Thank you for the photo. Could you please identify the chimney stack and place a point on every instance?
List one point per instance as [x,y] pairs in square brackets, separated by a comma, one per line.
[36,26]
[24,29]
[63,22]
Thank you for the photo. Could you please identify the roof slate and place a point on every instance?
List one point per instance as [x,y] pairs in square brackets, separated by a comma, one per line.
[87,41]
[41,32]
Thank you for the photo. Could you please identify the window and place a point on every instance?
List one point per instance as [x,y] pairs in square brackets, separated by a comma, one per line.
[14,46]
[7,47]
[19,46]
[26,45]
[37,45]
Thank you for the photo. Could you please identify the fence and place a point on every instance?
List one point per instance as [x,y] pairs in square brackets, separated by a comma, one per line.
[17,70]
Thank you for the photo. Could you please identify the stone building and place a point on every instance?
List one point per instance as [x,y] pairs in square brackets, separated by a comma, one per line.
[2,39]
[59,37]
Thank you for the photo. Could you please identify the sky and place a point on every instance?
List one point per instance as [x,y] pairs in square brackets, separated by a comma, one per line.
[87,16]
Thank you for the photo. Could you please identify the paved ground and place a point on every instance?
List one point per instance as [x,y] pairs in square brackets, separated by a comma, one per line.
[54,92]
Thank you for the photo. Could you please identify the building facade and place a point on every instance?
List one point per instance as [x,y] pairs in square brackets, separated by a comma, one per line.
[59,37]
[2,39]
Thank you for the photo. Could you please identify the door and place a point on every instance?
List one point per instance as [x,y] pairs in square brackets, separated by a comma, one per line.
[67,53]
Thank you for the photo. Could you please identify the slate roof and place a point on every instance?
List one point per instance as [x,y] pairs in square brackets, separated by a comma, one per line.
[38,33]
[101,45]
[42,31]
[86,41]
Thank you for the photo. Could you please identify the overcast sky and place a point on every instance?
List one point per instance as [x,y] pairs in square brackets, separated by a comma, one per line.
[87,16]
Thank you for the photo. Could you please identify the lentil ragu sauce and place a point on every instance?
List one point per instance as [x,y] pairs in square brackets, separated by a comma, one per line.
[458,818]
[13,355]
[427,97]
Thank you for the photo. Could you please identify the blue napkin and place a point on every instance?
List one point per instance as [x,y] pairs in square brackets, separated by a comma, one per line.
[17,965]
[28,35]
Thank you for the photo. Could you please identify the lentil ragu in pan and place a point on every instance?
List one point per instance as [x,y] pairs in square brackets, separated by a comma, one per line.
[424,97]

:::

- [Do this]
Reproduce all of the records above word for word, keeping every line as it appears.

- [Correct output]
Thank you for the photo. Could you please identify the chimney stack and place a point on every instance?
List one point per instance as [x,y] pairs in square brackets, separated by a comma, one per line.
[36,26]
[24,29]
[63,22]
Thank you for the photo. Could you please identify the roof slate and place a point on every instance?
List one point per instance as [x,y] pairs in square brackets, separated by a comma, one per line.
[87,41]
[41,32]
Thank you for the photo. Could you please identify the window and place a point on every instance?
List one point per instance as [x,y] pairs in square brackets, separated by a comma, one per line.
[14,46]
[7,47]
[19,46]
[26,45]
[37,45]
Thank you for the photo. Could you please identify the fence and place a point on every instance?
List one point per instance as [x,y] pairs in square brackets, separated by a comma, one per line.
[17,70]
Thank you for the photo. Could you please identify the stone building and place a point on every instance?
List one point per instance as [x,y] pairs in square brackets, separated by a comma, one per line.
[2,39]
[59,37]
Thank you for the photo. Could you please identify the sky and place a point on every instance?
List one point per instance as [x,y] pairs in square brackets, separated by a comma, one per line.
[87,16]
Thank you for the photo. Could you please identify the paved ground and place a point on every instance?
List one point per instance as [x,y] pairs in square brackets, separated by a comma, one per line.
[54,92]
Thank you for the photo. Could you please identify the building facade and place a point on every instance?
List one point per instance as [x,y] pairs in square brackets, separated by a comma, one per line.
[59,37]
[2,39]
Thank you for the photo. Could you please identify the door and place a point on every instance?
List one point per instance as [x,y] pairs in square brackets, separated by a comma, one per line.
[67,53]
Thank you for the photo. Could you please identify the slate roof and place a point on every instance?
List one point per instance as [x,y] pairs in square brackets, separated by a comma, one per line.
[38,33]
[101,45]
[42,31]
[86,41]
Thank you for the photo. Could you please identify the overcast sky and place a point on every instance?
List one point per instance as [x,y] pairs in square brackets, separated by a comma, one per line.
[87,16]
Thank you for the photo. Could you please identify the lentil ragu sauce and place a point on every instance?
List one point per instance as [x,y] pairs in square brackets, separated by a comma, one per line.
[458,818]
[13,355]
[427,97]
Thank you for the photo. Could you please identify the blue napkin and place a point on every instance?
List one point per instance as [x,y] pairs in square brackets, separated by a comma, one per line.
[17,965]
[28,35]
Thank you for the photo. Could you please identify the lentil ragu in pan and place a point on every instance?
List one point per instance as [x,y] pairs in square brackets, separated by a comma, one per line.
[424,97]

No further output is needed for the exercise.